▶ [Goal] Transcribe the lines that follow exactly as they appear, leaving out the pictures.

▶ [Records from a collection]
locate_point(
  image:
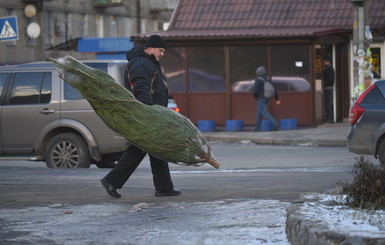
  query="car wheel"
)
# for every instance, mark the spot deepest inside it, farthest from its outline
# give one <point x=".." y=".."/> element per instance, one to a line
<point x="381" y="153"/>
<point x="67" y="150"/>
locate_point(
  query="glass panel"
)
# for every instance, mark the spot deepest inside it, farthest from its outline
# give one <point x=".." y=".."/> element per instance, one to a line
<point x="70" y="93"/>
<point x="376" y="62"/>
<point x="206" y="69"/>
<point x="45" y="94"/>
<point x="174" y="69"/>
<point x="3" y="79"/>
<point x="244" y="62"/>
<point x="26" y="88"/>
<point x="290" y="67"/>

▶ [Output of the exercise]
locate_point(
  image:
  query="car wheel"
)
# for every instance, mark the spot deepest inside it, farthest from its outline
# give one <point x=".." y=".."/> element per instance, one to a line
<point x="381" y="153"/>
<point x="67" y="150"/>
locate_point(
  query="glass panel"
)
# for every instance, mark the spot deepest inside it, farthest from its outline
# give one <point x=".." y=".."/> element per instance, one to a line
<point x="70" y="93"/>
<point x="376" y="62"/>
<point x="206" y="69"/>
<point x="45" y="94"/>
<point x="174" y="69"/>
<point x="3" y="79"/>
<point x="244" y="62"/>
<point x="26" y="88"/>
<point x="290" y="67"/>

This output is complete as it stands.